# PROBLEM TO SOLVE
Bring together all lines from the listing below that contain the string "positive".

BEGIN RECORDS PROVIDED

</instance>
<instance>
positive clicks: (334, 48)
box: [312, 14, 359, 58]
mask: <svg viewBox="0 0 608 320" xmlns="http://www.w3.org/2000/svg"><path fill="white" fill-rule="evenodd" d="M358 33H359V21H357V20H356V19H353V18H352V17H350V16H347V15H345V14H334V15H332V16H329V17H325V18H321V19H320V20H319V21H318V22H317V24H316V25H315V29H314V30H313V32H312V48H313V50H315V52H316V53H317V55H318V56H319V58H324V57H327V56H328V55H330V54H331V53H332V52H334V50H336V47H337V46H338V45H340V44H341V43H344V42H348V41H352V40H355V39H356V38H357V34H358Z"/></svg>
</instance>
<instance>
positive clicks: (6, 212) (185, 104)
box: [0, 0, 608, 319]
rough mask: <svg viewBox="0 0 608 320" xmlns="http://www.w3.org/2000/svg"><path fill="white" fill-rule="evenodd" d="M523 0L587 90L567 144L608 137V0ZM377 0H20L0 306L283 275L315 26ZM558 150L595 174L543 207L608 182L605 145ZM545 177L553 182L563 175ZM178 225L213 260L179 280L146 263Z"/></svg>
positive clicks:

END RECORDS PROVIDED
BEGIN RECORDS PROVIDED

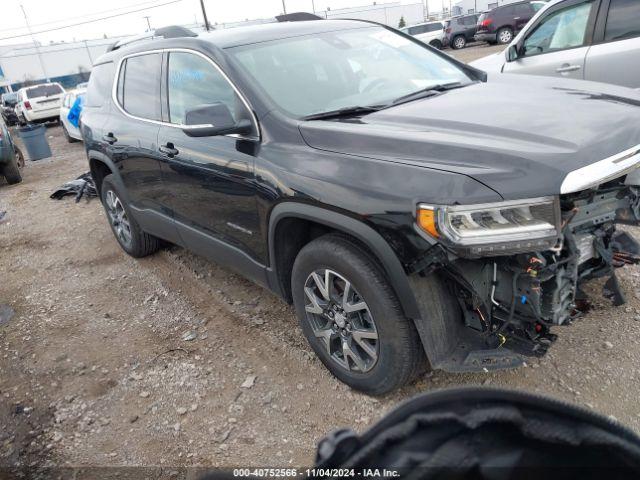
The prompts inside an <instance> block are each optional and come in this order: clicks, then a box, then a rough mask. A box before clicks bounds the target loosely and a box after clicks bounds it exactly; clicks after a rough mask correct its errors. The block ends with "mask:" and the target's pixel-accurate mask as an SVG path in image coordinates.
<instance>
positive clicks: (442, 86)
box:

END RECORDS PROVIDED

# RESPONSE TO THIS EXERCISE
positive clicks: (334, 48)
positive clicks: (6, 212) (185, 104)
positive clicks:
positive clicks: (442, 86)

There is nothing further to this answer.